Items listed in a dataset
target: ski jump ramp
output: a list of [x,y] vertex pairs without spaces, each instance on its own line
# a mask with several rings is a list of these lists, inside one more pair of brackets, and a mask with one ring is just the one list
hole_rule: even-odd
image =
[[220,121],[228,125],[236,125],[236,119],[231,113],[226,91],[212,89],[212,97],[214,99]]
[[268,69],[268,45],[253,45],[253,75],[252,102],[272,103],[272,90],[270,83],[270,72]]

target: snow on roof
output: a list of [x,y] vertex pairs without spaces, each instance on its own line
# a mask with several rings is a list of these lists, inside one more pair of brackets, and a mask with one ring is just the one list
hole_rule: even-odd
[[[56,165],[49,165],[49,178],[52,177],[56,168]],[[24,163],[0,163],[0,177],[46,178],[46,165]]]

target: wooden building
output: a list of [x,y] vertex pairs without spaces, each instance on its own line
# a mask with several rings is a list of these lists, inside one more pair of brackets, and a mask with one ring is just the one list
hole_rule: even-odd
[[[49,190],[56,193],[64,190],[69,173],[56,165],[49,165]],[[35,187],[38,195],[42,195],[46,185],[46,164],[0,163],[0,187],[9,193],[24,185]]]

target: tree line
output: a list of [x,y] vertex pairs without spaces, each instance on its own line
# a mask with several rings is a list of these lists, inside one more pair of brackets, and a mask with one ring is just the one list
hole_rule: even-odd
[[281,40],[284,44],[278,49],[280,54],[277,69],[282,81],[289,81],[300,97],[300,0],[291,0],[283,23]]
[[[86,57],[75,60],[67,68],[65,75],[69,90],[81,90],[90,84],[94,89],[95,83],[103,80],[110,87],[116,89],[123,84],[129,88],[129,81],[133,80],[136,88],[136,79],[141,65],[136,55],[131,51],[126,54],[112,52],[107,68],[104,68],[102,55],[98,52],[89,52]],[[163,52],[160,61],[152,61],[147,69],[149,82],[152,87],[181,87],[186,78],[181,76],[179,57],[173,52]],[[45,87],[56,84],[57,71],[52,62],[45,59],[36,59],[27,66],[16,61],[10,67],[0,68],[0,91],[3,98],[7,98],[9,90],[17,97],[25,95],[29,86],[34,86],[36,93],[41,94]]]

=== What the exercise asks ===
Each record above should be retyped in full, exactly as shown.

=== Reply ===
target: ski jump ramp
output: a list of [x,y] vertex pairs without spaces, each instance on its own line
# a mask with several rings is a list of these lists, inside one more pair of brackets, and a mask with one ring is just the one list
hole_rule: even-odd
image =
[[220,121],[228,125],[236,125],[236,119],[231,113],[226,91],[212,89],[212,97],[214,99]]
[[268,69],[268,45],[253,45],[253,75],[252,102],[272,103],[272,90],[270,83],[270,72]]

target: snow on roof
output: a list of [x,y] vertex pairs without spaces, each instance on its own line
# a mask with several rings is a list of these lists, inside one more pair of brackets, and a mask with one ring is just the one list
hole_rule: even-odd
[[[56,165],[49,165],[49,178],[52,177],[56,168]],[[24,163],[0,163],[0,177],[46,178],[46,165]]]

target: wooden building
output: a list of [x,y] vertex pairs without spaces, each instance on its own line
# a mask with several rings is a list of these lists, inside one more pair of brackets, and a mask with one ring is just the one list
hole_rule: even-odd
[[[49,190],[56,193],[64,190],[69,173],[56,165],[49,165]],[[35,187],[38,195],[42,195],[46,185],[46,164],[0,163],[0,187],[9,193],[24,185]]]

target: tree line
output: a list of [x,y] vertex pairs without spaces, each instance on its own line
# a mask with several rings is a list of these lists, inside one more pair of brackets, and a mask with one ring is just the one list
hole_rule: even-odd
[[281,40],[284,44],[278,49],[280,54],[277,69],[282,81],[289,81],[300,97],[300,0],[291,0],[283,23]]
[[[86,57],[75,60],[67,68],[65,75],[69,90],[81,90],[90,84],[94,89],[95,83],[103,80],[110,87],[116,89],[123,84],[129,88],[129,81],[133,80],[136,88],[136,79],[141,65],[136,55],[131,51],[126,54],[112,52],[107,68],[104,68],[102,55],[98,52],[89,52]],[[163,52],[160,61],[152,61],[147,69],[149,82],[152,87],[181,87],[186,78],[181,76],[179,57],[173,52]],[[45,87],[56,84],[57,71],[52,62],[45,59],[36,59],[27,66],[16,61],[10,67],[0,68],[0,91],[3,98],[7,98],[9,90],[17,97],[25,95],[29,86],[34,86],[36,93],[41,94]]]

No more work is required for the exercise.